Job -> Reproduce every line of the records below, requests included, and offset each answer point by adding 142 to both of its coordinates.

—————

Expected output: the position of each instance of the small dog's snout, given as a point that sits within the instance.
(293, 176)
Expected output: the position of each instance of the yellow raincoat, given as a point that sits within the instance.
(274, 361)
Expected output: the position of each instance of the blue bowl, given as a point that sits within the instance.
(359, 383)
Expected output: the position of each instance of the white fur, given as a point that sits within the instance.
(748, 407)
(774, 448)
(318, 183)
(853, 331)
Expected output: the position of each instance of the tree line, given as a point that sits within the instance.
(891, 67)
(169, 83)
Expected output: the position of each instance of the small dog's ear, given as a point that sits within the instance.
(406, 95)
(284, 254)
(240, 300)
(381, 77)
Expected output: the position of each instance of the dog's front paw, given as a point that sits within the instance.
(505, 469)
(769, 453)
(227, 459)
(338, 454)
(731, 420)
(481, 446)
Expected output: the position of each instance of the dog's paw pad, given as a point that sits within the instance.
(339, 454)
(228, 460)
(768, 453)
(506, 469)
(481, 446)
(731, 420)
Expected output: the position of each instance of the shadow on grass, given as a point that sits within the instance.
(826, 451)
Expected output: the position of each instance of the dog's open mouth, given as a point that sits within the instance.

—————

Complete response ->
Expected output: the position of each instance of the small dog's snout, given as a point that sits within the instance.
(435, 318)
Expected output: the position of each instance of the yellow raincoat, given as a point that sits within the instance.
(416, 503)
Expected output: the position of each instance of the blue bowl, given as a point that sits within the instance.
(501, 525)
Expected output: the position of each instance of the white fur, given as a point that sits within the instance.
(890, 549)
(916, 590)
(460, 325)
(995, 473)
Expected output: the position of each instance of the tree line, given as a point that sits within the instance.
(1033, 209)
(311, 225)
Expected output: the position of each instance of the small dog's ear, given as a point that sits within the instance.
(548, 237)
(426, 396)
(382, 442)
(523, 219)
Expected output: the position of each instance of the dog's front paw, given as a point that sits within the instance.
(647, 611)
(911, 595)
(369, 601)
(480, 596)
(873, 562)
(623, 588)
Expected output: the position of each instance of the dog's paw pad, given as a point that sits within the instance.
(481, 596)
(370, 602)
(910, 595)
(648, 611)
(623, 588)
(873, 562)
Expected output: the position of each instance of the shadow on grass, given as a point that sits within the instance.
(968, 593)
Expected output: the position of each instance of the dog's open mouth, given as a point that sits within the instance.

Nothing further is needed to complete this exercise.